* [Stored records]
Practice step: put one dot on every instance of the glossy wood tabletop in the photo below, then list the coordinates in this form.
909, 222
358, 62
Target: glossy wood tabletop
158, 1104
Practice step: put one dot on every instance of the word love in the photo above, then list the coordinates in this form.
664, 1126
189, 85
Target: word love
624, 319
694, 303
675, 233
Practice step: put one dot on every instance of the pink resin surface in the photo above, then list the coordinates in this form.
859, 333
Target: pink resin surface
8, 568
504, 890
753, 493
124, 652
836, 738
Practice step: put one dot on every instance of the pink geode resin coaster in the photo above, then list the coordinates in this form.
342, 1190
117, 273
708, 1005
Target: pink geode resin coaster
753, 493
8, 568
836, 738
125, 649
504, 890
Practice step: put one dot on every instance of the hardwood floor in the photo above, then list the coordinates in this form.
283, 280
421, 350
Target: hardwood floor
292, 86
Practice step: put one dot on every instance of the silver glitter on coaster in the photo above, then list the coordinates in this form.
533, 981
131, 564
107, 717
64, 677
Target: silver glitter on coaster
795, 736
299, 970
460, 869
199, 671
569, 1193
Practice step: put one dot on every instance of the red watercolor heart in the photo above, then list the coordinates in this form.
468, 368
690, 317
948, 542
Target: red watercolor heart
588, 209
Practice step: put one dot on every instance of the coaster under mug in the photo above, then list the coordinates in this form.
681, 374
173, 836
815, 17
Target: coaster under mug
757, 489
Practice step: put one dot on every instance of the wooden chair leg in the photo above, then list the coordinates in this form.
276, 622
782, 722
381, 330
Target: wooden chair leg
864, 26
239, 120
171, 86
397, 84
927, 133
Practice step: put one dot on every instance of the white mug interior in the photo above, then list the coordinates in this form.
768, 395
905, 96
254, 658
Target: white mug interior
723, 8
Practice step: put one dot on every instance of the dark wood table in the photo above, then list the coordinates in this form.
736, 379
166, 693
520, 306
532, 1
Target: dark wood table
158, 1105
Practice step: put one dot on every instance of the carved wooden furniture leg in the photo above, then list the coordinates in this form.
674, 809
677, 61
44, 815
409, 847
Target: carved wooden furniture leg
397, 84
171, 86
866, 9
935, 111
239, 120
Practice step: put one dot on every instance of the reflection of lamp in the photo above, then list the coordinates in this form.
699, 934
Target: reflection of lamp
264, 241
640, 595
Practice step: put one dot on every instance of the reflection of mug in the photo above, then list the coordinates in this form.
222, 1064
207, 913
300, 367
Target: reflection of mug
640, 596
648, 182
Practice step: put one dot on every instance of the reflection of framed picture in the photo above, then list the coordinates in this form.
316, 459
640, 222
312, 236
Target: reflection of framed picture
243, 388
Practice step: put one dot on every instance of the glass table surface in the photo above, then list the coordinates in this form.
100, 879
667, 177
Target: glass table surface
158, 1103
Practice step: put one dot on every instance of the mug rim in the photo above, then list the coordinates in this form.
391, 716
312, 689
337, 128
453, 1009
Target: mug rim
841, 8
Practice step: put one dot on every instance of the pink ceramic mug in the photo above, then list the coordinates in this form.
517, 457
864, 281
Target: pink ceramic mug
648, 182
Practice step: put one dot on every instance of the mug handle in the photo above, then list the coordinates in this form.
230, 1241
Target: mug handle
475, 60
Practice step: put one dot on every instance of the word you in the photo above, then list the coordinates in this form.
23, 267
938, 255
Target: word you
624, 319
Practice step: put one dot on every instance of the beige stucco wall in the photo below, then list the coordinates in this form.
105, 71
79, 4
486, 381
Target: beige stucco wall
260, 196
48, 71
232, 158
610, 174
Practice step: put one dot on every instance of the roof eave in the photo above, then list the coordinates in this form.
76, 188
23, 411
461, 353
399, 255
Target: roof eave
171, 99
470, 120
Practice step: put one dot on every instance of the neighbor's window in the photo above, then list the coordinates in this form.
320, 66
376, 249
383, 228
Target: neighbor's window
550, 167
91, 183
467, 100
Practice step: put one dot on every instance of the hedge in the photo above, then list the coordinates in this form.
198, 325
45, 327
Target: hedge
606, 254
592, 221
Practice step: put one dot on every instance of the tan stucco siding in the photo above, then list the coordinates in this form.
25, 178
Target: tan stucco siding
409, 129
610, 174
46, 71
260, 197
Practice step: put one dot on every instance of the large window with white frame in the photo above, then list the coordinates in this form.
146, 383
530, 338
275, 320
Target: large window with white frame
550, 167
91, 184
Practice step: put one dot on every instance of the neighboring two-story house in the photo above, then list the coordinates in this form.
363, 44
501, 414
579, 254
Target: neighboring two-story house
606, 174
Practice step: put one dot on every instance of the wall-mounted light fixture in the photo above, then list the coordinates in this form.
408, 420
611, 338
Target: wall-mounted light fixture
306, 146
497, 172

* [Task directions] Extract the full set of entries word for word.

* [Result]
Practice step: put one dot on every instance of the glossy wood tabletop in the photo below, then list the coordinates in this form.
909, 222
358, 62
Target: glossy wood tabletop
158, 1104
Practice step: put one dot on every instance of the word love in the photo above, then list the coordinates in this form.
664, 1126
189, 85
Target: word love
624, 319
694, 303
675, 233
Practice step: put one dot on every instance of the pink resin surface in the photo above, then list the coordinates in this form.
859, 333
Target: pink resin surface
8, 568
504, 890
753, 493
124, 652
836, 738
Practice step: put one dot on every instance of the pink geode resin coaster in the photo above, then list the coordinates in this form.
342, 1190
117, 273
708, 1005
Target: pink geode resin coaster
753, 493
8, 568
836, 738
125, 649
504, 890
Practice step: put one dot on every instance of the hardwood floor in the photo above, then list the coordinates in this form.
283, 280
421, 350
Target: hardwood floor
292, 86
Practice step: put one dot on every instance of the silver glitter on coaster in the photo above, then list the coordinates in this form.
533, 981
131, 564
107, 717
64, 677
Target: silver glitter on coaster
795, 736
299, 970
460, 869
199, 671
569, 1193
Practice step: put one dot on every instance of the red watercolor heart in the photo above, then list the coordinates in this form.
468, 368
690, 317
948, 542
Target: red watercolor heart
588, 209
Practice step: put one dot on every instance of the coaster under mug in the photo above, then list the coordinates in this form.
681, 374
173, 836
815, 17
Target: coaster under mug
757, 489
Practice step: put one dot on every instance of the wooden chair leg in the photo above, then list the coordinates in this form.
276, 622
782, 722
381, 330
Target: wooden chair leg
864, 26
239, 120
171, 86
397, 84
927, 133
Practice step: put one dot on every instance of the white mug interior in the photo above, then list the coordinates in this form.
768, 395
905, 96
254, 658
Target: white mug interior
723, 8
Practice step: put one dot on every instance of the dark wood table in the photo above, then list the coordinates in this form.
736, 379
166, 693
520, 306
532, 1
Target: dark wood table
158, 1105
Practice step: put one dot on every instance of the carved wooden furniture leg in the photo above, then list the coordinates in this form.
674, 809
677, 61
44, 815
409, 847
Target: carved wooden furniture leg
397, 84
171, 86
866, 9
935, 111
239, 120
Practice step: put one dot on every instance of the reflection of lamp in the photo above, then list the coordinates in this form.
699, 934
Target: reflection of lamp
264, 241
640, 595
Practice step: put one dot on every instance of the reflection of mug in the photo above, then list the coordinates in this form.
222, 1064
207, 913
300, 367
Target: reflection of mug
640, 596
648, 182
Practice step: put one dot on every instance of the reflection of framed picture in the photo above, then list the coordinates in this form.
316, 459
640, 222
312, 236
Target: reflection of framed picture
243, 388
Practice step: put one dot on every instance of the glass table surface in the photo above, then list the coordinates in this form.
100, 879
667, 177
Target: glass table surface
158, 1103
Practice step: put one dot on every instance of the mug rim in the photo above, then list the coordinates in this form.
391, 716
312, 689
337, 128
453, 1009
Target: mug rim
841, 8
Practice step: put one dot on every instance of the pink ceramic mug in the photo above, then list the coordinates in this form.
517, 457
864, 281
Target: pink ceramic mug
648, 182
Practice step: put one dot on every instance of the mug handle in the photo above, then list the coordinates in this form.
230, 1241
Target: mug handle
475, 60
Practice step: put one dot on every instance of the word you in the photo above, then list the coordinates in this form.
23, 267
938, 255
Target: word you
624, 319
Practice step: put one dot on every instance of the beige stucco wall in the photo below, then list the coordinates in this form.
105, 71
79, 4
486, 381
Target: beige stucco wall
260, 196
48, 71
232, 158
610, 174
Practice step: put one dot on every instance of the roof eave in the photo above, then list the coordinates in this form.
76, 188
23, 411
461, 353
399, 255
Target: roof eave
171, 99
470, 120
Practice step: put one dot on every instance of the neighbor's window in the photo above, then list the coordinates in this form.
320, 66
376, 249
383, 228
Target: neighbor's window
550, 167
91, 183
467, 100
Practice step: put one dot on every instance of the hedge in the photo above, then list the coordinates in this form.
198, 325
45, 327
Target: hedge
606, 254
592, 221
Practice step: put one dot on every instance of the tan stucco siding in the photo above, then list the coordinates in this form.
25, 178
Target: tan stucco siding
409, 129
610, 174
46, 71
260, 197
Practice step: put one dot on every instance of the large window with white frame in the photo above, then list the coordinates in this form.
146, 383
530, 338
275, 320
Target: large window with white frame
550, 167
91, 184
Practice step: put one dot on every instance of the neighboring two-story house in the photo above, then list the coordinates in this form.
363, 44
501, 414
579, 254
Target: neighboring two-story house
606, 174
Practice step: put one dot on every instance of the wall-mounted light fixture in the photo above, then list the coordinates in this form.
408, 420
611, 338
Target: wall-mounted light fixture
306, 146
497, 172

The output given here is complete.